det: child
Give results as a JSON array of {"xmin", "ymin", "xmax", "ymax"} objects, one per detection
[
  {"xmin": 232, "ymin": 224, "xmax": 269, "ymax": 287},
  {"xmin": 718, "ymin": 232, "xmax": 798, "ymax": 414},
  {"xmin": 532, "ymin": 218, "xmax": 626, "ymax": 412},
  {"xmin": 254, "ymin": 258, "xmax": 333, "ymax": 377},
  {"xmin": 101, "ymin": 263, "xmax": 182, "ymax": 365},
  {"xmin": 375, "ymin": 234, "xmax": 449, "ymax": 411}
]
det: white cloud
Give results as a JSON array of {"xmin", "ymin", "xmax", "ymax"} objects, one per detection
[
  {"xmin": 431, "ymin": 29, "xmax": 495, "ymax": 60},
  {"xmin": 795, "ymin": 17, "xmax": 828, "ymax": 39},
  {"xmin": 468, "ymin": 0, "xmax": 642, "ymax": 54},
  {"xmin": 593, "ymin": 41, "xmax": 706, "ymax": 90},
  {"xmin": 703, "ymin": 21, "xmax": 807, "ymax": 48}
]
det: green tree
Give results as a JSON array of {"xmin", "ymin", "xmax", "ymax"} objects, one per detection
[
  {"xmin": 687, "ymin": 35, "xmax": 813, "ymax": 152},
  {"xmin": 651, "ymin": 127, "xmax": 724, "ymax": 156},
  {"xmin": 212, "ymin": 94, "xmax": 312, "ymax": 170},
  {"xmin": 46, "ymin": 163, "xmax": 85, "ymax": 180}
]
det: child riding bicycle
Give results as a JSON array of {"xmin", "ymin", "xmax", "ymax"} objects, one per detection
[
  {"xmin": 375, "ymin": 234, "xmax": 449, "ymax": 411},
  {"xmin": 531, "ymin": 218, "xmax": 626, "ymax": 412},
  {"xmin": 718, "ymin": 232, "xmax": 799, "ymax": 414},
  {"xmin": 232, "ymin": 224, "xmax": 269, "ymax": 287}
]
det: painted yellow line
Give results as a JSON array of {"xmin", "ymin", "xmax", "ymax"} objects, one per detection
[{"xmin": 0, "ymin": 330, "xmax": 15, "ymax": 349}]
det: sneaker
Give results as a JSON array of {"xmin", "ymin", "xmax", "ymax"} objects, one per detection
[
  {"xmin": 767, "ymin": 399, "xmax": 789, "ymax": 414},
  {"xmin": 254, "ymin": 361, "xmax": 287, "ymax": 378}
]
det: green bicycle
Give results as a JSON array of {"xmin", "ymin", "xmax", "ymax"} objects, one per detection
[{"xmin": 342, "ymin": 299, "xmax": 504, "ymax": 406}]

▸ WHAT THE TASK ASKS: Reproduce every line of the material above verbatim, from the first line to the last.

▸ THE COMPLETED TASK:
det: child
Give results as a JSON array of {"xmin", "ymin", "xmax", "ymax"} objects, one per detection
[
  {"xmin": 232, "ymin": 224, "xmax": 269, "ymax": 287},
  {"xmin": 718, "ymin": 232, "xmax": 798, "ymax": 414},
  {"xmin": 532, "ymin": 218, "xmax": 626, "ymax": 412},
  {"xmin": 254, "ymin": 258, "xmax": 333, "ymax": 377},
  {"xmin": 101, "ymin": 263, "xmax": 182, "ymax": 365},
  {"xmin": 375, "ymin": 234, "xmax": 449, "ymax": 411}
]
det: white cloud
Give results as a JSON array of {"xmin", "ymin", "xmax", "ymax"} objects, one per detection
[
  {"xmin": 431, "ymin": 29, "xmax": 495, "ymax": 60},
  {"xmin": 795, "ymin": 17, "xmax": 828, "ymax": 39},
  {"xmin": 468, "ymin": 0, "xmax": 642, "ymax": 54},
  {"xmin": 593, "ymin": 41, "xmax": 706, "ymax": 90},
  {"xmin": 703, "ymin": 21, "xmax": 807, "ymax": 48}
]
det: green tree
Give results as a JSON array of {"xmin", "ymin", "xmax", "ymax"} objects, one per detection
[
  {"xmin": 687, "ymin": 35, "xmax": 813, "ymax": 152},
  {"xmin": 651, "ymin": 127, "xmax": 724, "ymax": 156},
  {"xmin": 212, "ymin": 94, "xmax": 312, "ymax": 170},
  {"xmin": 46, "ymin": 163, "xmax": 85, "ymax": 180}
]
det: child riding bicycle
Give results as a JSON array of {"xmin", "ymin", "xmax", "ymax"} objects, one per detection
[
  {"xmin": 375, "ymin": 234, "xmax": 449, "ymax": 411},
  {"xmin": 531, "ymin": 218, "xmax": 626, "ymax": 412},
  {"xmin": 718, "ymin": 232, "xmax": 799, "ymax": 414},
  {"xmin": 232, "ymin": 224, "xmax": 269, "ymax": 287}
]
det: painted yellow line
Give results as a JSON array of {"xmin", "ymin", "xmax", "ymax"} objects, one per detection
[{"xmin": 0, "ymin": 330, "xmax": 15, "ymax": 349}]
det: sneaker
Give results as a JSON array of {"xmin", "ymin", "xmax", "ymax"} objects, one per detection
[
  {"xmin": 767, "ymin": 399, "xmax": 789, "ymax": 414},
  {"xmin": 254, "ymin": 361, "xmax": 287, "ymax": 378}
]
det: green bicycle
Give results as a JSON array of {"xmin", "ymin", "xmax", "ymax"} objects, one per detection
[{"xmin": 342, "ymin": 299, "xmax": 504, "ymax": 406}]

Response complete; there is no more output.